■ **What this task involves**
Copy everything from the first line down through the line containing "column 681, row 469", swapping "service" for "annotator" and leaving the rest unchanged.

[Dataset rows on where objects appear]
_ _ _

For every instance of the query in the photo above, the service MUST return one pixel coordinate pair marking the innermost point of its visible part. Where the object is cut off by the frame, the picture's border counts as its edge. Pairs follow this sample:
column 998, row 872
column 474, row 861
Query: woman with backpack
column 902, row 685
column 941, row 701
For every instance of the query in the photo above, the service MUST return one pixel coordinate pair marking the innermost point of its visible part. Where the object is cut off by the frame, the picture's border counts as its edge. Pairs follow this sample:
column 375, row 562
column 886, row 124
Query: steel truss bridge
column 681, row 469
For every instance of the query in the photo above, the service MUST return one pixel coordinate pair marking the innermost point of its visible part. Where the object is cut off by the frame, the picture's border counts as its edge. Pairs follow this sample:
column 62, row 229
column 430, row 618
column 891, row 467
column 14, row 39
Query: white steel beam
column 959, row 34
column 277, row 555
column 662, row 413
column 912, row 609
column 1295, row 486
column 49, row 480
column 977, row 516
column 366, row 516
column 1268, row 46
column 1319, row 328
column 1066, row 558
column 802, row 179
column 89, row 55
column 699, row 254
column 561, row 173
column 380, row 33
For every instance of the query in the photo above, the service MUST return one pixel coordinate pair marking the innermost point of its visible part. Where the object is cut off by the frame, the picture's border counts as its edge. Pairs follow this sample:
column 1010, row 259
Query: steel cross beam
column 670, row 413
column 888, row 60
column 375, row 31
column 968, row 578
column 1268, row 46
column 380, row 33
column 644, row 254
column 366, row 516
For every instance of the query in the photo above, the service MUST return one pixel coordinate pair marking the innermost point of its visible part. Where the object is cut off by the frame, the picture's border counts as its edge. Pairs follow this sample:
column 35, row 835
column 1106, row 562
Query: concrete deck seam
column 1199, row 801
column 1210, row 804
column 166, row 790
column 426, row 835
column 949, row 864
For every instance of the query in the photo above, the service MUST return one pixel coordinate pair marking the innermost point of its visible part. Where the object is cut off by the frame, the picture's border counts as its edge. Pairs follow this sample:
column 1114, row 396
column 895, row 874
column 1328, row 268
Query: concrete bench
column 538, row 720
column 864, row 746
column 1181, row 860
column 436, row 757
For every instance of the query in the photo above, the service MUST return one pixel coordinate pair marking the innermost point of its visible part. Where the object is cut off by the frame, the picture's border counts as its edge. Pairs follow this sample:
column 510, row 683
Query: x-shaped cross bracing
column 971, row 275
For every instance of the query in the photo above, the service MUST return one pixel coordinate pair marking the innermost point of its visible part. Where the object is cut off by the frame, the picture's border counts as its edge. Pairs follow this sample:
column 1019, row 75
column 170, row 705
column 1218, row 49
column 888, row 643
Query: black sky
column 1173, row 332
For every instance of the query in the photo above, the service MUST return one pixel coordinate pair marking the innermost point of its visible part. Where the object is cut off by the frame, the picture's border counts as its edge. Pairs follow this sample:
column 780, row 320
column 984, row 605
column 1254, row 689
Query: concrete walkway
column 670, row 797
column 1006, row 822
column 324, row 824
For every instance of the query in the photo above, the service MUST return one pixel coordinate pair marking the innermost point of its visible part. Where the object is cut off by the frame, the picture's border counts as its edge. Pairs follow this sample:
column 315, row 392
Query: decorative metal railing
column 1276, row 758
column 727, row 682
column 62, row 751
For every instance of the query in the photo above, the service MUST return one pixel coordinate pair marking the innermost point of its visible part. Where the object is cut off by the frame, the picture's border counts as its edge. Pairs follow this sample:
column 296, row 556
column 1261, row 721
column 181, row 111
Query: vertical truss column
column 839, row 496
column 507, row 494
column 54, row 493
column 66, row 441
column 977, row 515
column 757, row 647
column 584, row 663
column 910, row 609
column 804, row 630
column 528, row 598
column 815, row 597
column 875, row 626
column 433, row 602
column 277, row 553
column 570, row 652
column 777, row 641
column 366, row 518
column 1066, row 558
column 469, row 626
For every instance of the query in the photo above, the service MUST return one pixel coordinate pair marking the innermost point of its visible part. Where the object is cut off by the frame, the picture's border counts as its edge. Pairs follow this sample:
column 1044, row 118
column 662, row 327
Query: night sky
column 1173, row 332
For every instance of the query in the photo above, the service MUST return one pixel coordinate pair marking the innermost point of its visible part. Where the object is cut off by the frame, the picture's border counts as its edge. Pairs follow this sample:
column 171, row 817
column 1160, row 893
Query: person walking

_ _ _

■ **Answer below**
For every instance of the query in the photo above, the annotator MUST return one pixel coordinate pair marking the innermost point of its visible part. Where the object is cut off by the frame, the picture's border counts as its edge. Pairs follow this sample:
column 998, row 872
column 474, row 861
Query: woman with backpack
column 902, row 685
column 941, row 701
For every instance of the query in the photo above, the annotator MUST return one pixel coordinate pair marking the innermost point of its visible part. Where the object is cut off by the frame, the picture's border counts as its edge. Pairs follow this sample:
column 375, row 562
column 886, row 124
Query: steel truss bridge
column 681, row 469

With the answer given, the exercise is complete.